[Records from a point-labeling set]
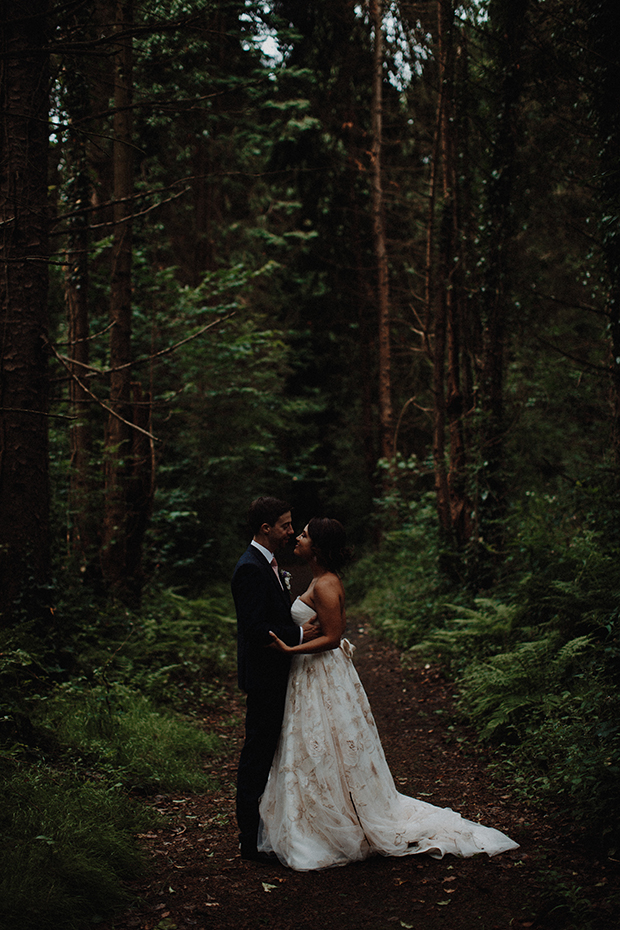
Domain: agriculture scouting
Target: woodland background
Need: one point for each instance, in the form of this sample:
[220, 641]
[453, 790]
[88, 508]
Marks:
[365, 256]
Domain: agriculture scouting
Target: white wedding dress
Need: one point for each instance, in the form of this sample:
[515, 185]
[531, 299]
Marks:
[330, 798]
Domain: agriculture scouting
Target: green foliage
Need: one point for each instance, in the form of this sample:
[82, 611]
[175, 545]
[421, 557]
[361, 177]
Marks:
[401, 586]
[120, 734]
[537, 664]
[81, 732]
[66, 848]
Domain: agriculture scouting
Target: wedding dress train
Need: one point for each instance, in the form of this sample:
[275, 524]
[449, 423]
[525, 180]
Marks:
[330, 798]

:: Exercise instructions ::
Copy every line of the entries above word for word, omitting the pictures from your copy.

:: Reply to the exercise ::
Domain: agriculture scouting
Target: woodland background
Need: one point for each instance, in the form of this sample:
[220, 641]
[453, 790]
[88, 508]
Marks:
[365, 256]
Domain: agriculture scouting
Target: white wedding dress
Need: one point for each instance, in the form of this sample:
[515, 185]
[531, 299]
Marks:
[330, 798]
Domain: agriculture scouting
Target: green foliage
Need: one point for each instance, in the form of this sample:
[82, 611]
[175, 545]
[421, 557]
[361, 177]
Marks:
[401, 586]
[120, 734]
[537, 664]
[81, 732]
[66, 848]
Domain: agriculture scouting
Target: wedding dress train
Need: one point for each instance, in the form of this sample:
[275, 524]
[449, 423]
[525, 180]
Marks:
[330, 798]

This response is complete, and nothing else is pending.